## Requirement 1
List the examples of "so-called" emergencies that the article on office operations gives.
## Requirement 2
In the article on office operations, where do many offices make retainers for the day's patients?
## Requirement 3
Continue the article on office operations from where it stops.

(Beginning of Text shown)

Article By: Misty Hirshbein, Purchasing Coordinator
1. Setting Day Up for Success
Many offices hold daily, weekly, or monthly meetings to ensure everyone is on the same page with their office tasks, goals, and achievements. In order to set your day up for success, it is important to plan ahead by the staff working together and delegating certain responsibilities to ensure the entire office runs smoothly and efficiently. The key to success often involves a good plan for organization, cleanliness, proactive staff communication, and multitasking administrative responsibilities.
As an office team, everyone must do their part. For example, the front office staff typically confirms patients for the day, checks and returns voicemails, and ensures administrative tasks like contracts, reports, and financials are in order. The assistants in the back office ensure all stations are stocked, instruments are sterilized, and appliances are ready for daily appointments. Most offices usually have an ordering assistant in place to ensure all products are readily available. Many offices also have an in-house lab where retainers are made for the day’s patients and other offices may be outsourcing their retainers.
What types of strategies and planning does your office have to ensure it runs smoothly and efficiently?
2. Emergency Visits
Every office has patients calling with “so-called” emergencies, whether it’s broken brackets, poking wires, and sometimes the occasional ball to the face! It’s difficult to fit these appointments into your already booked schedule, not to mention, the after- hours and weekend calls typically received through the emergency phone most offices have in place. The approach taken with patient communication is crucial to their perception of their value to our office.

(End of Text shown)
(Beginning of Records supplied)

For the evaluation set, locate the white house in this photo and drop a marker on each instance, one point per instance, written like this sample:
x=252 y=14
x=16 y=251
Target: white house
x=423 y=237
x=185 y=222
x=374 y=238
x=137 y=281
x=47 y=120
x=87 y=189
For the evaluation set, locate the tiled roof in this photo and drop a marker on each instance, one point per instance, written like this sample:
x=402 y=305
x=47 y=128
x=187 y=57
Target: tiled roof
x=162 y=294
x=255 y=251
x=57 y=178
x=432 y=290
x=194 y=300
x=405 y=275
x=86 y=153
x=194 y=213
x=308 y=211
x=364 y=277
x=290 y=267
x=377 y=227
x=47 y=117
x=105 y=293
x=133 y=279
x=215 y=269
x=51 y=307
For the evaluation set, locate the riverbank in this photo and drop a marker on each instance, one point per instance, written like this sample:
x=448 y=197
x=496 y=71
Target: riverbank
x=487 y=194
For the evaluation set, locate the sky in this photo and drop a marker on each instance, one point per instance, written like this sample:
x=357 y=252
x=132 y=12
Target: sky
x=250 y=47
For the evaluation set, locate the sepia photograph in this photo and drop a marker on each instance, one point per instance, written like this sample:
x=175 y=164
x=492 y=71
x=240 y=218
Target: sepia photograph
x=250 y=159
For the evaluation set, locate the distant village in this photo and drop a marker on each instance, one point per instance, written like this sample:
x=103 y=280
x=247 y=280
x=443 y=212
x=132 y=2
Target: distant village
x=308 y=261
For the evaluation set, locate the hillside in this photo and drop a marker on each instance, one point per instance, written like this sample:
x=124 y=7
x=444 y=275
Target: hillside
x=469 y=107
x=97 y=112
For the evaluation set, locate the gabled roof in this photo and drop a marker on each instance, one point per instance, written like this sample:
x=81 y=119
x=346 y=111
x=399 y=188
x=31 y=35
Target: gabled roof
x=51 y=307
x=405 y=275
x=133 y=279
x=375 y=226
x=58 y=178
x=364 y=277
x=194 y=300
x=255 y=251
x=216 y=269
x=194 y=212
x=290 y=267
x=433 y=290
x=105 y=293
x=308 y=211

(End of Records supplied)

## Response box 1
Broken brackets, poking wires, and the occasional ball to the face.

## Response box 2
In an in-house lab.

## Response box 3
If patients don’t receive a timely response in returning their calls, it can leave them frustrated and jeopardize their relationship with your office. There must be certain protocols in place (multiple emergency phones, forwarding of calls, or passing the phone off to a staff member who’s available) to ensure patient calls are handled in a reasonable time frame.
It is also imperative the person responsible to be on call is skilled and knowledgeable with good judgement regarding how to handle various emergencies. Some emergencies allow for over-the-phone explanations so the patient can either resolve their emergency or be made comfortable until the office re-opens. Other emergencies may be more in-depth or extreme, and may require the on-call assistant to meet them at the office to assess the emergency and alleviate their discomfort, or them to go to a hospital emergency room.
What type of protocols do your offices have in place to handle patient emergencies?
3. Inventory Checks
Most offices have one or more ordering assistants in place to order inventory for the front desk and back office areas. There are many ways to make tracking inventory efficient.
These ways include tracking and placing orders manually or electronically on a daily, weekly, monthly, or quarterly basis. Some offices prefer using spreadsheets while others may prefer printing sheets to organize and order by hand. Some larger orders may be even handled annually.
Whatever plan you have, as long as it is successful and your doctor is in agreement, that is all that matters.
How does your office manage its inventory?
4. Dealing with Oral Hygiene Issues
It’s extremely important for our patients to have good oral hygiene in order for their treatment to be a success. It’s an ongoing struggle in many offices to ensure patients follow our instructions for care with their teeth to make certain they don’t end up with decalcification stains, gingivitis, or decay during their treatment process.
This begins with making sure patients and parents understand the steps to take care of their teeth under their specific treatment plan. It is important to stress that not following the proper plan can complicate their treatment or result in having to end their treatment early since patient health is most important. Having the necessary kits or items available to help aid in this process is also important.
Most offices have information on their websites or even incentive plans that reward patients for following proper treatment protocols.
What does your office have in place to ensure proper patient hygiene?